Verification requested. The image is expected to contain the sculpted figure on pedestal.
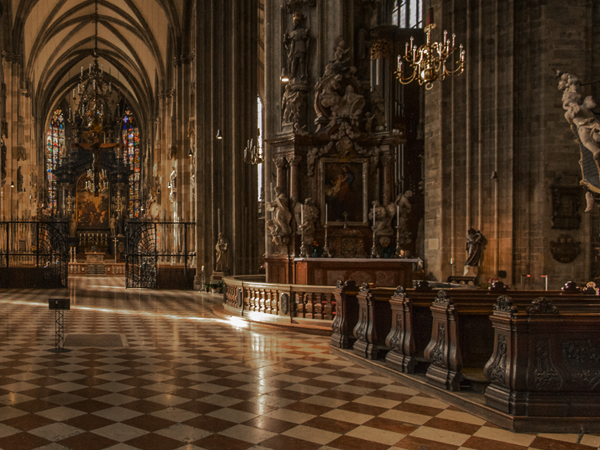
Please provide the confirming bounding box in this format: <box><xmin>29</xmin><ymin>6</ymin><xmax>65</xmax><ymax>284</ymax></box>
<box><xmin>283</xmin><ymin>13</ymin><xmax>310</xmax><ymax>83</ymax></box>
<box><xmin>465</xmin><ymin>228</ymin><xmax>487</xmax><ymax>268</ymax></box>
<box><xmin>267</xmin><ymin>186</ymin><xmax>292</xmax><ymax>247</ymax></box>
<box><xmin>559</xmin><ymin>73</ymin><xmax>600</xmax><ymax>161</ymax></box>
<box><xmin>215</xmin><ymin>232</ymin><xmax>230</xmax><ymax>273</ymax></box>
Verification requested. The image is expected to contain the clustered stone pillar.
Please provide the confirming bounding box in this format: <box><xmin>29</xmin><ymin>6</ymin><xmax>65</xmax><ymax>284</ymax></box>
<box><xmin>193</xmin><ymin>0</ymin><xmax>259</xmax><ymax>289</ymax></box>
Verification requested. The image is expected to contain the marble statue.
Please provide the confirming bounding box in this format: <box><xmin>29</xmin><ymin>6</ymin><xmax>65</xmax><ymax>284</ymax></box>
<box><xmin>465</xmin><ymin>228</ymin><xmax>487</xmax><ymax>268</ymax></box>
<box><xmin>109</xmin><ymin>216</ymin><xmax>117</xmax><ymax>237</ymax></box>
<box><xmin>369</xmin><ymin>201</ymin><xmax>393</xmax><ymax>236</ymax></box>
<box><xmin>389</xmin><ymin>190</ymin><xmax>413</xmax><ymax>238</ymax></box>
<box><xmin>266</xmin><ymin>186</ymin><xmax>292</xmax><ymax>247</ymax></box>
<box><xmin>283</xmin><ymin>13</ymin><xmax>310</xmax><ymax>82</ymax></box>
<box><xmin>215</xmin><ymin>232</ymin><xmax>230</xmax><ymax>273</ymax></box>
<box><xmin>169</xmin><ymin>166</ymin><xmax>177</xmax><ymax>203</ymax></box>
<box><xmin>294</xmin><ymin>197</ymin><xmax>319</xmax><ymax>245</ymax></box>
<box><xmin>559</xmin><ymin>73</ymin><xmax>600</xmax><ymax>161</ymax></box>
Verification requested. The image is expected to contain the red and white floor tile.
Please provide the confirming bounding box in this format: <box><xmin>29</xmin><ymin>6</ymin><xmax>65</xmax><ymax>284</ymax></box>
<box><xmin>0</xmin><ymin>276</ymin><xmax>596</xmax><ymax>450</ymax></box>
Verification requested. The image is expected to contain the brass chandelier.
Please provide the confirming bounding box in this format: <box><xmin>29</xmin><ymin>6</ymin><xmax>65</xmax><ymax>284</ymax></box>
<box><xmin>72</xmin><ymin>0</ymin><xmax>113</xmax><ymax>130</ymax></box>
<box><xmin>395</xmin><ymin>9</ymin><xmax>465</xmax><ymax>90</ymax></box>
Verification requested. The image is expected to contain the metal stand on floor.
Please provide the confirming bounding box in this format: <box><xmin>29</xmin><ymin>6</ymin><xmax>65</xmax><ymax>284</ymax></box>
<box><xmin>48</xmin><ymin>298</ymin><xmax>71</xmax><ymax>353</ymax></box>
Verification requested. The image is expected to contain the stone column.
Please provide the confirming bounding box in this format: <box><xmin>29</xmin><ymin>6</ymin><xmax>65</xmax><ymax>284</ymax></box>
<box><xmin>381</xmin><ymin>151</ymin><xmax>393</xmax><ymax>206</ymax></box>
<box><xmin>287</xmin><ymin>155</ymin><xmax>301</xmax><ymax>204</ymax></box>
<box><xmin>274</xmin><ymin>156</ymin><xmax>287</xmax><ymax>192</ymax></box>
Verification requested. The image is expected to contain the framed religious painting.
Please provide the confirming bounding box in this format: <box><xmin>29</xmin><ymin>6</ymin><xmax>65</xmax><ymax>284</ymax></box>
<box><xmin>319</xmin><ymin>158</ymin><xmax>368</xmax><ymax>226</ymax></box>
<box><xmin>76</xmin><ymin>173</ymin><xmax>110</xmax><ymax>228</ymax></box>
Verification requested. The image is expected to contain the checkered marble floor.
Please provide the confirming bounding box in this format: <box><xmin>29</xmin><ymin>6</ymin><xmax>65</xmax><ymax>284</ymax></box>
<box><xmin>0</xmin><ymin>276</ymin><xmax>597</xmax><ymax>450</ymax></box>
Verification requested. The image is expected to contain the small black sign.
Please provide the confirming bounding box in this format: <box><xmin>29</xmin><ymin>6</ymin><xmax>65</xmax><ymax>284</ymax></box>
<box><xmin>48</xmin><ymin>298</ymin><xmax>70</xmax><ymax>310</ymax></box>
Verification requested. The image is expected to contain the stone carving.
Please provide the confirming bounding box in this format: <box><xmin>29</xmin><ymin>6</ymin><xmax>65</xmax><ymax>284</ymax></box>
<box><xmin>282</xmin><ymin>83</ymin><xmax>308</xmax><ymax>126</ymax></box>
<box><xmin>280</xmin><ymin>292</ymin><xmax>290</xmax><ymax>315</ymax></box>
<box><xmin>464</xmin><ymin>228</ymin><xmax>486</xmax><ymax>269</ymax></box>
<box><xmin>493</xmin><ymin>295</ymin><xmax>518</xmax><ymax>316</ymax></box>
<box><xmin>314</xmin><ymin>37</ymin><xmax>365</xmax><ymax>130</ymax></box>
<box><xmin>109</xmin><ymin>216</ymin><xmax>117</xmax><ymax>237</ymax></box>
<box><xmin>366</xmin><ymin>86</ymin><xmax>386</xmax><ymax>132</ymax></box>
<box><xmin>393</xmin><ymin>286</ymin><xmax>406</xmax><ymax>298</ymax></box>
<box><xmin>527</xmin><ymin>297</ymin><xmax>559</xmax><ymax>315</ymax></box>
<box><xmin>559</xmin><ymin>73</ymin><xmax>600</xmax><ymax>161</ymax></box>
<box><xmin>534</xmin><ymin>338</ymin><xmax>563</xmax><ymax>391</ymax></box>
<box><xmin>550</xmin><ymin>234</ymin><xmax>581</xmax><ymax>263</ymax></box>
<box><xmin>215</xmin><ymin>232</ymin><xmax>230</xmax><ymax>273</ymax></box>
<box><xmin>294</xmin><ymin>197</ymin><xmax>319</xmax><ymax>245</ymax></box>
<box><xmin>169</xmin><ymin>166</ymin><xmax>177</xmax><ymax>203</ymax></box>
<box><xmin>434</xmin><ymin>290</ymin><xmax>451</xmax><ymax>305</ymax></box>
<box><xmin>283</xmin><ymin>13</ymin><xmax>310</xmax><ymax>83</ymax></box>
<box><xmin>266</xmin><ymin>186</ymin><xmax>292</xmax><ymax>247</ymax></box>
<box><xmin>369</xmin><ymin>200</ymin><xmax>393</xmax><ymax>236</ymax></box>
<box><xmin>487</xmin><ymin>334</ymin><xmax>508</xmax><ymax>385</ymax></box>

[Aim of the task] Everything from the first line of the entries through the line that contains "clustered stone pillar." is to be reproduced exactly, except the pictures.

[Task result]
Verification requested. The image is expected to contain the sculpted figure on pedestal.
Please provide the confirming bounding box in this format: <box><xmin>29</xmin><ymin>6</ymin><xmax>65</xmax><ymax>284</ymax></box>
<box><xmin>283</xmin><ymin>13</ymin><xmax>310</xmax><ymax>83</ymax></box>
<box><xmin>465</xmin><ymin>228</ymin><xmax>487</xmax><ymax>268</ymax></box>
<box><xmin>267</xmin><ymin>186</ymin><xmax>292</xmax><ymax>247</ymax></box>
<box><xmin>559</xmin><ymin>73</ymin><xmax>600</xmax><ymax>161</ymax></box>
<box><xmin>215</xmin><ymin>232</ymin><xmax>230</xmax><ymax>273</ymax></box>
Verification requested. The image is expected to contain the clustered stone pillar.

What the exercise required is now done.